### [Directions for this task]
From the passage on rumination, list every effect of rumination that it describes.
Top of Extract
Are you familiar with well-meaning friends saying, “Oh, stop worrying so much”? When you’re really worried, this can feel like a brush off. Reflecting on past experiences can be helpful in problem-solving and overcoming dilemmas, but overthinking / rumination takes this to the next level. It offers few new insights and often serves to intensify our negative feelings. We become narrowly focused on the things that are not going well instead of seeing the bigger picture. These ruminative thoughts can keep us up late at night overthinking the situation – we can get caught in loop thinking which isn’t helpful.
What can be done to stop ruminating? Here are some tips that may help.
Identify the thought or fear. What is your biggest fear? Maybe you are afraid of getting fired or looking foolish in front of others. Journaling can be a great way to clarify the underlying fear.
Think about the worst-case scenario. This may sound like an awful suggestion, but we can often handle the worst-case scenario, which takes away the power of the original thought. Ask yourself two questions:
- What is the worst thing that can happen?
- Can I handle that?
Bottom of Extract
Top of Supplied entries
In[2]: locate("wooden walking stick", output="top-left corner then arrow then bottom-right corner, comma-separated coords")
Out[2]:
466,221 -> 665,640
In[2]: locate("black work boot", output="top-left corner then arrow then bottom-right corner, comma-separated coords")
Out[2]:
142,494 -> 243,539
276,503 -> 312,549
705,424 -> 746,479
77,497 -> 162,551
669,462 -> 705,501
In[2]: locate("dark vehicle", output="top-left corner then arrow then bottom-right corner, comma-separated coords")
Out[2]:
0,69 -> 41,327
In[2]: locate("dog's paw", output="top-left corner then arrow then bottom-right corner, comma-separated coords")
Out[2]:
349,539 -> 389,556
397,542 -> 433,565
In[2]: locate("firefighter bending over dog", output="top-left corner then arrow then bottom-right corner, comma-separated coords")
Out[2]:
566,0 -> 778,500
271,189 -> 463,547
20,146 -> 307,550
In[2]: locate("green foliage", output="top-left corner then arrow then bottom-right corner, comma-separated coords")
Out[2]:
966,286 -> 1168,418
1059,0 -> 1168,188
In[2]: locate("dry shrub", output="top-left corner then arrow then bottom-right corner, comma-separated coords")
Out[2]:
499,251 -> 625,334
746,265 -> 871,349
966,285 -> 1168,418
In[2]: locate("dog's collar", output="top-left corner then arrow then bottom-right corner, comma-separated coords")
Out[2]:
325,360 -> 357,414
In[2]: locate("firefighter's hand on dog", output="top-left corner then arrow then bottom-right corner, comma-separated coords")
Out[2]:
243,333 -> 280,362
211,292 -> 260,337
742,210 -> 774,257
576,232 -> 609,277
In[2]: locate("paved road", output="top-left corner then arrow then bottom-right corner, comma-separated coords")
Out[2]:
Bottom of Supplied entries
### [Finished exercise]
- It offers few new insights.
- It often intensifies our negative feelings.
- It narrows our focus to the things that are not going well instead of the bigger picture.
- It can keep us up late at night overthinking the situation.
- It can catch us in loop thinking, which isn't helpful.